:: Data listing ::

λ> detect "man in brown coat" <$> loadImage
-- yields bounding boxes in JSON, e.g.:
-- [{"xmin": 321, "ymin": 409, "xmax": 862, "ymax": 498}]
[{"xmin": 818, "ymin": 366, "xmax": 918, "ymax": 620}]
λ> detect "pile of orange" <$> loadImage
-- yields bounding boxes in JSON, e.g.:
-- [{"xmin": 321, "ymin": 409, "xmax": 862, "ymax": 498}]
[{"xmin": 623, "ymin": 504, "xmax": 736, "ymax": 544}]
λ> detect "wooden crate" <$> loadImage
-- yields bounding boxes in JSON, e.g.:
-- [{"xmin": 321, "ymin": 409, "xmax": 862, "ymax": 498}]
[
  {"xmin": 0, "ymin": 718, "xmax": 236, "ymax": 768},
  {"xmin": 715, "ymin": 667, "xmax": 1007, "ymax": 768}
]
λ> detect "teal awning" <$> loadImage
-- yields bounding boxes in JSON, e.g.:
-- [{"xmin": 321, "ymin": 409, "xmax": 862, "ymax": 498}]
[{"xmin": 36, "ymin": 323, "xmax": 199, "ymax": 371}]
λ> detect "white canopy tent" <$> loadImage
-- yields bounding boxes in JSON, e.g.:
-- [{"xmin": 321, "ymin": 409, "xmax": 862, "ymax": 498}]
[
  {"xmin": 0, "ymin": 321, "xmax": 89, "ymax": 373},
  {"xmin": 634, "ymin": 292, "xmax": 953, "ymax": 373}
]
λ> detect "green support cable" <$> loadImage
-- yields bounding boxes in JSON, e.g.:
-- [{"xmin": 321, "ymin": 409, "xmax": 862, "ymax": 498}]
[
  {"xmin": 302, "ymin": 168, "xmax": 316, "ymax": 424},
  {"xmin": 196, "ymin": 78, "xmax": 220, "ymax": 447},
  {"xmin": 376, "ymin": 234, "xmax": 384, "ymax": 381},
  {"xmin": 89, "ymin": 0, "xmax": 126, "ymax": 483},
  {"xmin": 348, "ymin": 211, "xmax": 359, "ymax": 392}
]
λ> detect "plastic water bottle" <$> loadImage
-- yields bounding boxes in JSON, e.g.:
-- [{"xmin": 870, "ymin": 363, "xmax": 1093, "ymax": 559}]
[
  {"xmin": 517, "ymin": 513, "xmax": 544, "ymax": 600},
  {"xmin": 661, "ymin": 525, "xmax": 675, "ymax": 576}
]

:::

[Written problem]
Count how many lines above contain the string "detect". Reply with the number alone.

[Finished task]
7